-- START --

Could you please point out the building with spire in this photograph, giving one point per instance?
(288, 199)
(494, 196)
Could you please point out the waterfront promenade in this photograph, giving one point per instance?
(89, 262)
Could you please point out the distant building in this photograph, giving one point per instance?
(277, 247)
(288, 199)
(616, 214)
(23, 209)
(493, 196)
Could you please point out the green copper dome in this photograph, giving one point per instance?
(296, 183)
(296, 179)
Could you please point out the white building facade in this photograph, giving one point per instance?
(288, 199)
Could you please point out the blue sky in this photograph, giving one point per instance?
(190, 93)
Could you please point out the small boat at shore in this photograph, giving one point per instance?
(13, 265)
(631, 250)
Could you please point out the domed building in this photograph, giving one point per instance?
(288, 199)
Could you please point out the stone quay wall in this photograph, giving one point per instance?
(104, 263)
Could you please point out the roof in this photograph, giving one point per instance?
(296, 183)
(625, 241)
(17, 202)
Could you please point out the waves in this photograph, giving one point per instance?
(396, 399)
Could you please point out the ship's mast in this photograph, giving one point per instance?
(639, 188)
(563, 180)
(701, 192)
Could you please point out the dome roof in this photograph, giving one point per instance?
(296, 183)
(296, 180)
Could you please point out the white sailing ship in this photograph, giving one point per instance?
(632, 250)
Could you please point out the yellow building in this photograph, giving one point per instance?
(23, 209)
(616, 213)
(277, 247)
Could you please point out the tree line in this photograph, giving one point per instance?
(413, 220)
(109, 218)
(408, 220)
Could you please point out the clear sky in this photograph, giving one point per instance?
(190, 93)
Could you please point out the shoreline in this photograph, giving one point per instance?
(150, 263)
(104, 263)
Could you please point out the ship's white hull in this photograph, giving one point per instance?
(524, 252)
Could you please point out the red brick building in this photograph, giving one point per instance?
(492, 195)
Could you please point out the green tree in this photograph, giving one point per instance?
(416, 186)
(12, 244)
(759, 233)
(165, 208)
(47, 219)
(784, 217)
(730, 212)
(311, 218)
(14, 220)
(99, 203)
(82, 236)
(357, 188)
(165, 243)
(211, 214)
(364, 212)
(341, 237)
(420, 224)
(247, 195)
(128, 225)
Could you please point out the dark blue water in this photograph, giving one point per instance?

-- END --

Work to complete: Could you write out every line of the records from the one containing "Could you please point out the green tree" through the end of the records, request lines included, adjusting each coordinate number by -60?

Output below:
Could you please point out the green tree in this photograph, giving one point per instance?
(356, 126)
(-48, 184)
(699, 173)
(105, 148)
(-13, 159)
(724, 157)
(670, 152)
(251, 158)
(-46, 160)
(39, 143)
(22, 176)
(297, 128)
(105, 183)
(151, 154)
(304, 152)
(281, 177)
(360, 164)
(187, 135)
(68, 165)
Could you please point out the dark blue water in this photograph, giving one point per instance?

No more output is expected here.